▶ **WRITTEN TASK**
Reproduce the entries verbatim, beginning at the line that contains "Find blue sleeve." and continuing through the final line of the entries, both ends included.

START ENTRIES SUPPLIED

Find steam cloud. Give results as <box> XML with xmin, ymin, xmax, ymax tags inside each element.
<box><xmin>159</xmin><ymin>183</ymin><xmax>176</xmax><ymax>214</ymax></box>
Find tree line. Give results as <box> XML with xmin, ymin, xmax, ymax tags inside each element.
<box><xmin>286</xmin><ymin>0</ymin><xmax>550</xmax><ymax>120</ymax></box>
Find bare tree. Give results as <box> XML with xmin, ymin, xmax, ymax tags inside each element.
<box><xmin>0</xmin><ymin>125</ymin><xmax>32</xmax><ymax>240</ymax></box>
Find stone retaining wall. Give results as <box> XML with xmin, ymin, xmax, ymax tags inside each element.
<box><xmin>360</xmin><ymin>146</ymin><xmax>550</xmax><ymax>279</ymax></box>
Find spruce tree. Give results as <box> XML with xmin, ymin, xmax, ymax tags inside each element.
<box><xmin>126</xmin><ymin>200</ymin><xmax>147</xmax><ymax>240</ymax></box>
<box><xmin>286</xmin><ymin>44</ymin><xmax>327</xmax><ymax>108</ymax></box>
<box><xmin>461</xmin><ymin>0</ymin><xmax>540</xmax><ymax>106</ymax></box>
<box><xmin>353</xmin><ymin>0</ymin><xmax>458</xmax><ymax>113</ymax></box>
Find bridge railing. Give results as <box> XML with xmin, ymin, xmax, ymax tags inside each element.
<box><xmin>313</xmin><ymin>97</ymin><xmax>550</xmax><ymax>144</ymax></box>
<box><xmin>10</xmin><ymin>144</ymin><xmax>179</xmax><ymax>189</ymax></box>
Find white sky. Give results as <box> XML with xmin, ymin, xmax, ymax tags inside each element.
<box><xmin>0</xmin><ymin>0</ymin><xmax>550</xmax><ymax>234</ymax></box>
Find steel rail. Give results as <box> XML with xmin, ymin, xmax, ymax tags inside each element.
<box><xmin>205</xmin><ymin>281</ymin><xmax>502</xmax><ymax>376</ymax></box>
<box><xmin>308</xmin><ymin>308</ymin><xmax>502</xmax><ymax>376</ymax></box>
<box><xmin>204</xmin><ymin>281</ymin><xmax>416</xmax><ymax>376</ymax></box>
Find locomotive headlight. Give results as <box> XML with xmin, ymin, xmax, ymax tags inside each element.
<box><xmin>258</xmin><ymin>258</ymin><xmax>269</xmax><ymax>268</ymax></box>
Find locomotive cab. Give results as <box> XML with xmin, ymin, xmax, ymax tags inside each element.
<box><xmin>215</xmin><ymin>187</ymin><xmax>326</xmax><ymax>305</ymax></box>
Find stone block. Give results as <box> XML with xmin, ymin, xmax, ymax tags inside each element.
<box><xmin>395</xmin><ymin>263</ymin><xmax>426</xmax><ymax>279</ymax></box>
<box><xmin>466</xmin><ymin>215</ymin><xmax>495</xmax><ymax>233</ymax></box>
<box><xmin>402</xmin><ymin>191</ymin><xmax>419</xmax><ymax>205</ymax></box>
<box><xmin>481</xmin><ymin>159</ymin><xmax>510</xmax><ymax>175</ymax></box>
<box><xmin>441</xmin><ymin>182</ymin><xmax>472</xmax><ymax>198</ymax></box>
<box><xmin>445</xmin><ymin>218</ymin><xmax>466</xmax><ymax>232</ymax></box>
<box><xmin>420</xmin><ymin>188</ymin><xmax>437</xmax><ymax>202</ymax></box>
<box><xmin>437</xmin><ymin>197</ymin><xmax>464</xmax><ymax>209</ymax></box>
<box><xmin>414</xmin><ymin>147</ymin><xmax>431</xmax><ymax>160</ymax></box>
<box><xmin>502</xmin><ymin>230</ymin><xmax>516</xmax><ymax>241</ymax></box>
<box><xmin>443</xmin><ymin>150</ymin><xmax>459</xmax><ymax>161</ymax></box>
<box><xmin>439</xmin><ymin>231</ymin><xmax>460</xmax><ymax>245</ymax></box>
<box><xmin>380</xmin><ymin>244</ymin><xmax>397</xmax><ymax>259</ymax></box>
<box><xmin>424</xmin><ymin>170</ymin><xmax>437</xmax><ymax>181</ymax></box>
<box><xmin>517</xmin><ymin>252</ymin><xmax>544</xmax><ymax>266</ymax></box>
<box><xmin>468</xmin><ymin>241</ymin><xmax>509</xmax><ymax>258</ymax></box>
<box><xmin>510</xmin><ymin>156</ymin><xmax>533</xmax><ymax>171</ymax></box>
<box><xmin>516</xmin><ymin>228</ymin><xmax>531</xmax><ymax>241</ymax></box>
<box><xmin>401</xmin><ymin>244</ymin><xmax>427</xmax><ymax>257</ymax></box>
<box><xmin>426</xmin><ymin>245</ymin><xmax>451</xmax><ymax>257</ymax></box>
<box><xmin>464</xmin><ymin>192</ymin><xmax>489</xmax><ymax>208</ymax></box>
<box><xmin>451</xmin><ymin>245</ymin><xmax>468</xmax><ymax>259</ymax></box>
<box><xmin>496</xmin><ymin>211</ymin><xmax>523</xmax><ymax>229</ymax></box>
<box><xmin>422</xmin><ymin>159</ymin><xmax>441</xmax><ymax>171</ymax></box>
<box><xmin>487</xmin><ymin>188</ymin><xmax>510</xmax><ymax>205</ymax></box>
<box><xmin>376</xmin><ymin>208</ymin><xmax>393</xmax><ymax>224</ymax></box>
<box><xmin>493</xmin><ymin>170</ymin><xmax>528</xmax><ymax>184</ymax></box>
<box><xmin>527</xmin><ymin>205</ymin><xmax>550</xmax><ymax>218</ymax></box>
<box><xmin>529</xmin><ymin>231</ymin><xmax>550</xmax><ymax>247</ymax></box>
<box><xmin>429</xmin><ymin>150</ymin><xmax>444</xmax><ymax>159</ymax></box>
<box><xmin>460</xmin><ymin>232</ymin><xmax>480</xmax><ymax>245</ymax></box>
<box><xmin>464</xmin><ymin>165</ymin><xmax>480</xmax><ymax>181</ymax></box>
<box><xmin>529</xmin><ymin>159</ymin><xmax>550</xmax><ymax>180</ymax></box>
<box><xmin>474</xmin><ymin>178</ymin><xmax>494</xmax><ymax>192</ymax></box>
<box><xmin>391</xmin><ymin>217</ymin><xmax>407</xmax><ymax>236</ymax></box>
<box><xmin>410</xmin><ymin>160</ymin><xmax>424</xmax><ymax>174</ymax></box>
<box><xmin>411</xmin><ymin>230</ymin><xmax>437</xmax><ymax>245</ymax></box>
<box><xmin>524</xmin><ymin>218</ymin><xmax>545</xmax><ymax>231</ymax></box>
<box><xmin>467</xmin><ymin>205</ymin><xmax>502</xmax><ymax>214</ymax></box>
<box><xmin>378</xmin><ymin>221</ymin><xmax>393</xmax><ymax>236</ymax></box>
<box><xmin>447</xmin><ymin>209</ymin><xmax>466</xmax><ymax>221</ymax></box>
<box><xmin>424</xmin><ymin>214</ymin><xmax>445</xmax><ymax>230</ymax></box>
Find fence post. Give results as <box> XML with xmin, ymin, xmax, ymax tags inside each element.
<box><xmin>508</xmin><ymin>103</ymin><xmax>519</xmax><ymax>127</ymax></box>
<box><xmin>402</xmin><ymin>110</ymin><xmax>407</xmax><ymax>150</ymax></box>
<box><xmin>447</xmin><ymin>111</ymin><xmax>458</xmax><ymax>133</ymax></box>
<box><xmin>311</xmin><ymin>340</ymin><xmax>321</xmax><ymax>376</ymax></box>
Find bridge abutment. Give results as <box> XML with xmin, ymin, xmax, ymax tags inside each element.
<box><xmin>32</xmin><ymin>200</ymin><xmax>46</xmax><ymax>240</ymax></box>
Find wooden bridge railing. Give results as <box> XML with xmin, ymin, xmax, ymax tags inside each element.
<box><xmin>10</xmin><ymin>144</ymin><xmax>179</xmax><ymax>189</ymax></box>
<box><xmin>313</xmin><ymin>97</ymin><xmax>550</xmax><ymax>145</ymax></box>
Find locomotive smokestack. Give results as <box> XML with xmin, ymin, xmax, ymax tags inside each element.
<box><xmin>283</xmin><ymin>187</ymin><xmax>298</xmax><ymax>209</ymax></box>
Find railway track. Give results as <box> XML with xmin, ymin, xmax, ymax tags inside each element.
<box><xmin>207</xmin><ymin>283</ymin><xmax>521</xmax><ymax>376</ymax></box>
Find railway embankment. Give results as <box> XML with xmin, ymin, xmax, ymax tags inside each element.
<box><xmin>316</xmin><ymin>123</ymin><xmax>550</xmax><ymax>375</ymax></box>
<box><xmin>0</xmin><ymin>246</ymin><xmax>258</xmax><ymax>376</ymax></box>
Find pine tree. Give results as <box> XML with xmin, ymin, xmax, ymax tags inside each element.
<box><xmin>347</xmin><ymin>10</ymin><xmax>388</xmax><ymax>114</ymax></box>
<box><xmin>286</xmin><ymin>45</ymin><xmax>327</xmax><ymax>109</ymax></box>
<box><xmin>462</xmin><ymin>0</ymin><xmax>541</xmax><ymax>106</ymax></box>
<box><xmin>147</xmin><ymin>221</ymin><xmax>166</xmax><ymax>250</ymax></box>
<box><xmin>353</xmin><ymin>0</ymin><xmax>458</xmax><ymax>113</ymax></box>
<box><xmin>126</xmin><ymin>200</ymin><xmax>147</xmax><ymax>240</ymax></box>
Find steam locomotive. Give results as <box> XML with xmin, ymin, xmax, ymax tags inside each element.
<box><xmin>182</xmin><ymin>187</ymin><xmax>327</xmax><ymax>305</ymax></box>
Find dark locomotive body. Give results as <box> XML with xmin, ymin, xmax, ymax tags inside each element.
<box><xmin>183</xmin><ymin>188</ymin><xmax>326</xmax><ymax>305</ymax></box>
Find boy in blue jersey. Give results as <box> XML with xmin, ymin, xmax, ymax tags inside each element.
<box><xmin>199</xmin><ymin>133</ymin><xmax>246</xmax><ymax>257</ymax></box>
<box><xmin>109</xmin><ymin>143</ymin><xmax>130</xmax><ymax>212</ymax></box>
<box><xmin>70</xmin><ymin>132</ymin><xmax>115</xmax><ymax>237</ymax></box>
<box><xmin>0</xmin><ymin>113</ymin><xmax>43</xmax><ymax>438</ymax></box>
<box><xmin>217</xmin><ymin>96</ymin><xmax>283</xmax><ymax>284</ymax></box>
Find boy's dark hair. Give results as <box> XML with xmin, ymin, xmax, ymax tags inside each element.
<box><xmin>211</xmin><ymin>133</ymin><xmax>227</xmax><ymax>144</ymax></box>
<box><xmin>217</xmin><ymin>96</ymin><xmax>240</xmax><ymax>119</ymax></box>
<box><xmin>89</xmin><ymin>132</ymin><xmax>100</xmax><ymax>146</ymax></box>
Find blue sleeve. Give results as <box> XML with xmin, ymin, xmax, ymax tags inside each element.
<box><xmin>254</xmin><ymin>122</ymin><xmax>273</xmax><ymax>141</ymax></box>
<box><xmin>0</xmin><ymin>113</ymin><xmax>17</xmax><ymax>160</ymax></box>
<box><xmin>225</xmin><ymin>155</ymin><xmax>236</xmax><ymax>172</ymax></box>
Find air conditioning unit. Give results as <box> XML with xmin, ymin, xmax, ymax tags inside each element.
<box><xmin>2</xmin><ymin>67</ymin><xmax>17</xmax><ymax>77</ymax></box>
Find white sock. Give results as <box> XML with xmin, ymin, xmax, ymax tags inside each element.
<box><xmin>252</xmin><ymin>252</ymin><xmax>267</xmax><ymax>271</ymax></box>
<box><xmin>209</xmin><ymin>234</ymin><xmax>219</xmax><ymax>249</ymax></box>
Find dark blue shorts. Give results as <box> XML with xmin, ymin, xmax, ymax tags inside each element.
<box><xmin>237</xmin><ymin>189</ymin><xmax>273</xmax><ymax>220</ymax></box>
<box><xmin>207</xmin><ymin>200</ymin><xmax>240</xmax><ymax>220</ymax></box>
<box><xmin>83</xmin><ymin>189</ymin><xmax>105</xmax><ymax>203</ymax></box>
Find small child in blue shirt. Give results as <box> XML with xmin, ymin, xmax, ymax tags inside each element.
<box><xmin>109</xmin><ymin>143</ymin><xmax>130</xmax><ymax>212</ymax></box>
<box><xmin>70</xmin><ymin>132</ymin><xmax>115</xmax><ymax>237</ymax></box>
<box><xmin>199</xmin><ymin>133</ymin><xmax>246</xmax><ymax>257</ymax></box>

END ENTRIES SUPPLIED

▶ **OUTPUT**
Find blue sleeve. Give results as <box> XML with xmin, ymin, xmax, ymax tags inside each element.
<box><xmin>254</xmin><ymin>122</ymin><xmax>273</xmax><ymax>141</ymax></box>
<box><xmin>0</xmin><ymin>113</ymin><xmax>17</xmax><ymax>160</ymax></box>
<box><xmin>225</xmin><ymin>155</ymin><xmax>236</xmax><ymax>172</ymax></box>
Find air conditioning unit. Give results as <box> XML with xmin, ymin, xmax, ymax tags inside each element.
<box><xmin>2</xmin><ymin>67</ymin><xmax>17</xmax><ymax>77</ymax></box>
Find white sock. Give results as <box> XML with xmin, ymin, xmax, ymax tags inside each element.
<box><xmin>252</xmin><ymin>252</ymin><xmax>267</xmax><ymax>271</ymax></box>
<box><xmin>209</xmin><ymin>234</ymin><xmax>219</xmax><ymax>249</ymax></box>
Find dark blue shorts. Give results as <box> XML with xmin, ymin, xmax, ymax tags inside each element.
<box><xmin>237</xmin><ymin>189</ymin><xmax>273</xmax><ymax>220</ymax></box>
<box><xmin>207</xmin><ymin>200</ymin><xmax>240</xmax><ymax>220</ymax></box>
<box><xmin>83</xmin><ymin>189</ymin><xmax>105</xmax><ymax>203</ymax></box>
Find small child in blue shirt. Give results as <box> XML with xmin, ymin, xmax, ymax tags inside each element.
<box><xmin>109</xmin><ymin>143</ymin><xmax>130</xmax><ymax>212</ymax></box>
<box><xmin>70</xmin><ymin>132</ymin><xmax>115</xmax><ymax>237</ymax></box>
<box><xmin>199</xmin><ymin>133</ymin><xmax>246</xmax><ymax>257</ymax></box>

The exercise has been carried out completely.